Writing a special commission for The New Metropolitan from the post-socialist, post-conflict city of Sarajevo, Boriša Mraović inhabits a city in the midst of an – often brutal – capitalist transformation. His article is set against the backdrop of Bosnia and Herzegovina’s dramatic resurgence in social movements, spurred by the events of February 2014 when the laid-off workers of Tuzla staged a protest that then exploded across the country.
By Boriša Mraović
A real political struggle is that one which concerns the fundamental ordering of a society.
The struggle is often about having the means to practically answer practical questions. How one is free to be, think and express, and how one makes a claim for himself or herself? How society cares about its subjects, but also how it controls? How burdens and benefits of the society are spread over society? And finally, a crucial one, where are the borders of a society which somehow counts me in and to which I somehow belong?
All the particularities aside, one more or less constant feature of the history is the existence of some forms of domination and attempts to defy it. We may call it class struggle. Each epochal change meant devising answers to these questions which were then made into practical arrangements of power and bureaucracy which have once again institutionalized domination.

Point placement records:
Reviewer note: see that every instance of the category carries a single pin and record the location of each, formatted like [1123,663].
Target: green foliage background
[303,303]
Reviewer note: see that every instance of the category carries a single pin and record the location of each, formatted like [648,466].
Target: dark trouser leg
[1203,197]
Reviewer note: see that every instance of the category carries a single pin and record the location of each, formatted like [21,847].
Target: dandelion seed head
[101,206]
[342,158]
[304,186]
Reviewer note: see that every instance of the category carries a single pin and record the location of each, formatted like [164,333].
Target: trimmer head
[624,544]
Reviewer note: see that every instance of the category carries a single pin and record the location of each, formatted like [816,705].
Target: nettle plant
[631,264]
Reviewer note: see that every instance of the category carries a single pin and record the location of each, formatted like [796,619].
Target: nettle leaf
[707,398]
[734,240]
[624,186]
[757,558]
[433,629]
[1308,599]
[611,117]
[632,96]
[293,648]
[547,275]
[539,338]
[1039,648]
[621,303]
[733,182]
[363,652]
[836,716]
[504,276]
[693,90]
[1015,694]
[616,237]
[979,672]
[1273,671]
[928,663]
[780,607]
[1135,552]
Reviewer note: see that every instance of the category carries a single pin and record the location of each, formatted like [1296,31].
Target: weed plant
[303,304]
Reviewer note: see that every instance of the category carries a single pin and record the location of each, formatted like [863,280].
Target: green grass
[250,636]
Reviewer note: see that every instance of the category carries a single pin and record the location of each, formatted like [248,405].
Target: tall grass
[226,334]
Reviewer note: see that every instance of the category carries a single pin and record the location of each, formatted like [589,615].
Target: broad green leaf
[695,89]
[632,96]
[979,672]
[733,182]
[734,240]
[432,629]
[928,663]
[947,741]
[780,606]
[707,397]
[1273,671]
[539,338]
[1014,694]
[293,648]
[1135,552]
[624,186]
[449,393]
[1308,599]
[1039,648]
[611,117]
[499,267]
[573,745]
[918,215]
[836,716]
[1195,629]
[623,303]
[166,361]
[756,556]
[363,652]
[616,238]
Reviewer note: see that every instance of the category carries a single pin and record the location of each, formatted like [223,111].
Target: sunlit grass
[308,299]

Written tasks:
(1) In the Sarajevo essay, who staged the February 2014 protest that spread across Bosnia and Herzegovina?
(2) Reproduce the Sarajevo essay word for word, starting at "The struggle is" and ending at "I somehow belong?".
These lines have no connection to the Sarajevo essay.

Replies:
(1) The laid-off workers of Tuzla.

(2)
The struggle is often about having the means to practically answer practical questions. How one is free to be, think and express, and how one makes a claim for himself or herself? How society cares about its subjects, but also how it controls? How burdens and benefits of the society are spread over society? And finally, a crucial one, where are the borders of a society which somehow counts me in and to which I somehow belong?